- Document excerpt
============

A post-occurrence analysis of the pertinent vessel and environmental parameters in the time leading up to the occurrence showed that the ZIM Kingston was at risk of developing parametric rolling and that this risk was identifiable using some of the guidance material generally available to the industry. However, the risk was not identifiable with the guidance on board the vessel at the time of the occurrence. Without formal policies and comprehensive procedures to support an assessment of risk related to parametric rolling, the master had to rely on his knowledge and experience to evaluate the safety of the vessel as it maintained a holding pattern in the open ocean. The master had a general understanding of the conditions that can lead to parametric rolling and the actions to take if it happened, but he had never experienced parametric rolling firsthand and had never completed a quantitative assessment of risk specific to parametric rolling.

Investigations by other agencies into previous occurrences involving parametric rolling point to similar inconsistencies and inadequacies with respect to the training of bridge crew and the adoption of procedures and tools to support them in managing the risk of parametric rolling. Although there are a substantial number of resources available that target a variety of audiences and present different guidance for assessing the risk of parametric rolling, none of these resources provide comprehensive guidance to help vessel owners, charterers, and bridge crew manage the risk of parametric rolling effectively.

Comprehensive guidance about parametric rolling should be presented in an accessible and understandable way. It should help bridge crew practically apply this information, by providing specific directions about when risk assessments should be done, how they should be done, what results represent unacceptable risk, and what mitigating measures should be considered. It should address the need for bridge crew to have effective tools to manage the risk of parametric rolling and an understanding of the merits and limitations of these tools. It should also address the need for training so that policies, procedures, and tools can be used to full effect by vessel crew. Finally, comprehensive guidance should address the need for company policies and procedures to foster a shared understanding of the risk around parametric rolling among all parties involved (owners, charterers, bridge crew) and to ensure that bridge crew receive support in making safety-related decisions.

============

- Record set

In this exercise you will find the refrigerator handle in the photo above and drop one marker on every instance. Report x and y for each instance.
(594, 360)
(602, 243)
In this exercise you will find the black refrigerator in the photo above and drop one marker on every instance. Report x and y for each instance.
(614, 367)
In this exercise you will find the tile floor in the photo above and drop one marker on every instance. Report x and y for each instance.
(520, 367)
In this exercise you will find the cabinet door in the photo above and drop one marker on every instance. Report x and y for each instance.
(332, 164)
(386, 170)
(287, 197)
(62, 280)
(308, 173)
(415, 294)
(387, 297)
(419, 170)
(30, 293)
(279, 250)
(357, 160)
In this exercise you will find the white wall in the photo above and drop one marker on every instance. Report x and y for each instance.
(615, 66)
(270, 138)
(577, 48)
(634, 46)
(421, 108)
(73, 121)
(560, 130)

============

- Short exercise 1
Copy the parametric rolling excerpt word for word from "Investigations by other" to "parametric rolling effectively.".
- Short exercise 2
In the parametric rolling excerpt, which vessel was found to have been at risk of developing parametric rolling?
- Short exercise 3
Continue the parametric rolling excerpt from its final sentence.
The lines above are not needed for anything here.

- Task result 1
Investigations by other agencies into previous occurrences involving parametric rolling point to similar inconsistencies and inadequacies with respect to the training of bridge crew and the adoption of procedures and tools to support them in managing the risk of parametric rolling. Although there are a substantial number of resources available that target a variety of audiences and present different guidance for assessing the risk of parametric rolling, none of these resources provide comprehensive guidance to help vessel owners, charterers, and bridge crew manage the risk of parametric rolling effectively.

- Task result 2
The ZIM Kingston.

- Task result 3
The International Maritime Organization (IMO) is generally recognized as the international body best positioned to develop and disseminate comprehensive guidance to the marine industry; however, its circularInternational Maritime Organization, MSC/Circ. 1228, Revised Guidance to the Master for Avoiding Dangerous Situations in Adverse Weather and Sea Conditions (11 January 2007). addressing the risk of parametric rolling has not been updated in over 17 years and the investigation identified several shortcomings with it. For example, the circular has only minimal operational guidance on parametric rolling and does not offer any guidance with respect to policies, procedures, training, tools, or services related to the management of risk associated with parametric rolling. The circular also characterizes parametric rolling as a heavy weather phenomenon, whereas model testing of the ZIM Kingston found that parametric rolling could develop in significant wave heightsSignificant wave height is an average measurement of the largest 33% of waves (Source: National Oceanic and Atmospheric Administration, National Weather Service, “Significant Wave Height,” at https://www.weather.gov/mfl/waves [last accessed 17 July 2024]). as low as 2.6 m.

The recently published IMO Interim Guidelines on the Second Generation Intact Stability Criteria will minimize the risk of parametric rolling and will provide a consistent approach to address risk across the international shipping industry. However, the timeline for incorporation of these guidelines into the International Code on Intact Stability, 2008 is uncertain, and it is not clear whether the guidelines will apply to existing vessels. The guidelines also do not address the training of crew with respect to this issue. Similarly, it is unclear, at the time of report writing, whether the work of the IMO Subcommittee on Carriage of Cargoes and Containers will address the issues identified in this investigation.

The Board is concerned that the absence of up-to-date comprehensive industry guidance for the management of parametric rolling may cause company policies, procedures, tools, and training to be inconsistent, ineffective, or absent altogether, which could lead to more container loss occurrences, along with their associated negative outcomes for safety and the environment.  

Canada’s preparedness for marine emergencies

On commercial vessels, crew are trained and equipped to handle many marine emergencies with on-board resources. However, an emergency can quickly shift to one where outside resources are needed. The occurrence involving the ZIM Kingston demonstrated some of the challenges involved in responding to a marine emergency in Canadian waters. It also raised questions about the availability and capability of Canadian resources to do so.

After the fire on the ZIM Kingston broke out, it was largely due to fortuitous circumstances that a rapid and effective response using outside resources could be initiated. As required by U.S. legislation, the ZIM Kingston had a pre-existing contract with a U.S.-based emergency response company that mobilized specialists to the occurrence location. Two foreign-flagged vessels with firefighting class 1 systems, which happened to be in Victoria, were also able to be contracted by the response company to respond. However, these circumstances may not be present in future occurrences, underscoring the need for a careful look at Canada’s preparedness for marine emergencies. Canada does not require pre-arranged plans for fire response or marine salvage, unlike the U.S. In addition, the Canadian Coast Guard does not directly participate in marine fire suppression activities as part of incident response, nor does it have fire suppression capabilities to directly respond to a vessel fire.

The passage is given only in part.